Dataset rows:
========================
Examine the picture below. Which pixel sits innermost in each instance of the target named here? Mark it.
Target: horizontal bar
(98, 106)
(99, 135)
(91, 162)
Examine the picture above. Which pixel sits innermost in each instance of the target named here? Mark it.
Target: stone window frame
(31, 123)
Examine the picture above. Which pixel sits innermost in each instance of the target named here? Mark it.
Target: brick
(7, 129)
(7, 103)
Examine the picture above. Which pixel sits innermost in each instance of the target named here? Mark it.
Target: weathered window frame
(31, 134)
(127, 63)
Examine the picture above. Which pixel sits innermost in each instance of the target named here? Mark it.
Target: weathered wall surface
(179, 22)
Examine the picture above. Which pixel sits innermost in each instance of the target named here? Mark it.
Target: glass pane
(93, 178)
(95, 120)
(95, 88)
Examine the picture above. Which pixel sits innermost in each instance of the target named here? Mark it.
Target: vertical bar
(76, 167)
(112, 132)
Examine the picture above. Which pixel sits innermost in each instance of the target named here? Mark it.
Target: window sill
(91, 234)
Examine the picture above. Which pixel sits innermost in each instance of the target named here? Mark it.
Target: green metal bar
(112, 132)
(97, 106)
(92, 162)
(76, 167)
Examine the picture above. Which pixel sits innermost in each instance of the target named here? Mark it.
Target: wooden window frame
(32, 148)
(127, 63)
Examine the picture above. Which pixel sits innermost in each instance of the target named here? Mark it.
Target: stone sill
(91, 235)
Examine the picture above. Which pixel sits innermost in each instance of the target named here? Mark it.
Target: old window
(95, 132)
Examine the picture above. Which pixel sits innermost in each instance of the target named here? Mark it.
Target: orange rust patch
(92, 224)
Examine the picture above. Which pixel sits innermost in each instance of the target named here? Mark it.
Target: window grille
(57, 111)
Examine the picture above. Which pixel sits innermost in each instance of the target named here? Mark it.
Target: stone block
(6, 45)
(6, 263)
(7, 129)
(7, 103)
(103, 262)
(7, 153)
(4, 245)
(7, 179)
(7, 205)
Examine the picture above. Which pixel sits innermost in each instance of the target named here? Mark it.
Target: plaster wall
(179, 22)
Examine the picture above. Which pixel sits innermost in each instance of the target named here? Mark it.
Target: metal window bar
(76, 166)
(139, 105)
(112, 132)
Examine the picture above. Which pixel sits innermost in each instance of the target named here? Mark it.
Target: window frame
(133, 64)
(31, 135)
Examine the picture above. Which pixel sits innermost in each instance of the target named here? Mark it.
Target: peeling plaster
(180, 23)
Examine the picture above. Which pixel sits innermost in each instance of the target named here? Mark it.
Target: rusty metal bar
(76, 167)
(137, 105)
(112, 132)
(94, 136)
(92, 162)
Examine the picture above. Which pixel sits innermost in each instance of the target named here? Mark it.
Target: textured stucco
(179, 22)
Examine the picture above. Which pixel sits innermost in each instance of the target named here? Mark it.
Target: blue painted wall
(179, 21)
========================
Locate every line in the data above that contains the string "metal" and copy each one. Case matters.

• [RESPONSE]:
Target: green metal bar
Target: metal window bar
Target: rusty metal bar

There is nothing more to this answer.